**The problem**
Each entry below should be printed exactly, with every image left out.

Point localization data:

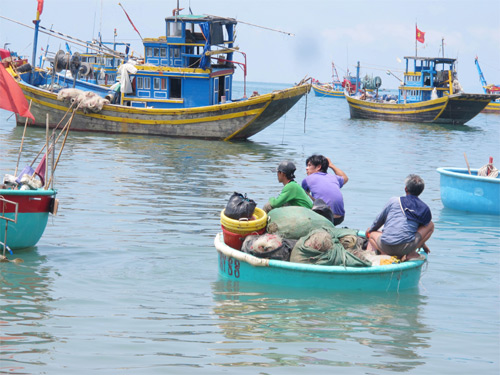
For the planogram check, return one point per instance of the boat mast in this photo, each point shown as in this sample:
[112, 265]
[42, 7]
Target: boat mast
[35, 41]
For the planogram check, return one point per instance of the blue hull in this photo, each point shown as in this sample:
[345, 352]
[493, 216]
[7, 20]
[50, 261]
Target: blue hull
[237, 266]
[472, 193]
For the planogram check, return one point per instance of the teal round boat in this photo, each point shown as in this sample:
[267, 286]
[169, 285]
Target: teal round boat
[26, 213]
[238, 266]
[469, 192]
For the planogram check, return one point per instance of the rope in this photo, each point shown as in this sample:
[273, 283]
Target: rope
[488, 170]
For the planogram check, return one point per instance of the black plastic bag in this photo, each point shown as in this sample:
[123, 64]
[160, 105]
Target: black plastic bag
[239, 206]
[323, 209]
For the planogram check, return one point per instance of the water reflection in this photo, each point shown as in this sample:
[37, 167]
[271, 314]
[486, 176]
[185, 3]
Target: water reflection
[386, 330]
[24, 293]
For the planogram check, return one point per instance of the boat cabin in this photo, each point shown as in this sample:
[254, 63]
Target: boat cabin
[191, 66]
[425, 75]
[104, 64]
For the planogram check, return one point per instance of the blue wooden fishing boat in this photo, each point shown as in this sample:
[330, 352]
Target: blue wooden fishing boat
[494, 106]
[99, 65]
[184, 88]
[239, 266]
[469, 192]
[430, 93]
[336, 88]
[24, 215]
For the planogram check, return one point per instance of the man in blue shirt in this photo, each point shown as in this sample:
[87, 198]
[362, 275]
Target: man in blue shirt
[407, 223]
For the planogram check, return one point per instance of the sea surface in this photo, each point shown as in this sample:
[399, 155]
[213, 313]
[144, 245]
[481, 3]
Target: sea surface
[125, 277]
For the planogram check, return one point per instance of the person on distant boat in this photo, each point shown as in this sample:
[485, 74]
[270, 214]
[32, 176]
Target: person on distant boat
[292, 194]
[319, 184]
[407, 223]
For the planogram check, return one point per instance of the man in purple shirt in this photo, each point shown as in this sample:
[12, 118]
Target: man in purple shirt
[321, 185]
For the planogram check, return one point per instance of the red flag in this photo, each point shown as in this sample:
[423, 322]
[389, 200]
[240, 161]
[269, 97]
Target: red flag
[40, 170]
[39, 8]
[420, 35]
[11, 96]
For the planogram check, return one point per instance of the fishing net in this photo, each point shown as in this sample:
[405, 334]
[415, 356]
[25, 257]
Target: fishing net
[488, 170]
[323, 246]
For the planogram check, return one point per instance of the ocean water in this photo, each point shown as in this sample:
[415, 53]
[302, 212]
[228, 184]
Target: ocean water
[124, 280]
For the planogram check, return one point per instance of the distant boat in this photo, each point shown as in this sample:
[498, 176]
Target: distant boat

**Answer space**
For the planogram check, return one point per instance of the boat mast in this photo, each point shown as in this sample:
[112, 265]
[42, 7]
Target: boat mast
[35, 41]
For the planogram check, return one point per instance of the blue hull in this photo, each point shown as in this sample:
[345, 352]
[493, 216]
[7, 20]
[50, 261]
Target: blue hull
[237, 266]
[472, 193]
For the planogram check, return one point per instance of the teal round boat in this photo, each point shown as in this sample:
[267, 286]
[169, 285]
Target: teal round boat
[26, 213]
[238, 266]
[469, 192]
For the planogram check, return one point per instance of the rope in this photo, each point shown as in this sample:
[273, 283]
Target: rope
[488, 170]
For the planogram check, return one point per instance of the black plastic bag in this photo, each point shown as in this sample:
[123, 64]
[160, 105]
Target: black plastic bag
[239, 206]
[323, 209]
For the planogram check, return one point per instance of the water reflection in this photo, each point shown as in this sample:
[37, 167]
[271, 314]
[486, 176]
[185, 3]
Target: water reflection
[386, 330]
[24, 293]
For the planogram check, return one point per instance of the boat cabin in this photo, each point shown as in this sample:
[254, 63]
Target: boat cabin
[191, 66]
[425, 75]
[104, 64]
For the planogram check, return one point per instance of the blue wooden fishing boat in this photo, each point shown as in this sample:
[330, 352]
Target: blue wooden fishing boat
[494, 106]
[99, 65]
[184, 88]
[239, 266]
[469, 192]
[430, 93]
[336, 88]
[24, 215]
For the planogram check, return one point per instance of the man in blue shirt in this photo, each point shown as in this sample:
[87, 198]
[362, 275]
Target: man in blue shirt
[407, 223]
For the planogram check, return one point per instance of the sea surface in this photo, each point shown as in this sample:
[399, 155]
[213, 313]
[144, 245]
[481, 3]
Target: sea surface
[125, 277]
For the planogram check, return one point per instance of the person on distant boat in this photo, each point shown as in this sample:
[485, 74]
[270, 214]
[32, 176]
Target: person on distant boat
[292, 194]
[319, 184]
[407, 223]
For the planogram check, return one point per instance of the man in purple shirt in this photo, each point shown as in this sample:
[12, 118]
Target: man in purple shirt
[321, 185]
For the planogram check, return one point per instance of the red flag in this photo, each point shown as in this sample:
[423, 322]
[389, 200]
[240, 161]
[269, 97]
Target: red flag
[40, 170]
[39, 8]
[420, 35]
[11, 96]
For the planogram check, return one point per instance of the fishing net in this photo, each point shown as in this sample:
[405, 334]
[415, 356]
[25, 257]
Target: fishing net
[488, 170]
[323, 246]
For the planogram check, return one point per instance of the ocean water in this photo, each point shown as in this sample:
[415, 53]
[302, 212]
[228, 184]
Target: ocean water
[124, 280]
For the planogram check, return one point per instance of the distant boat in this photo, each point shown as in this sample:
[498, 176]
Target: distant boat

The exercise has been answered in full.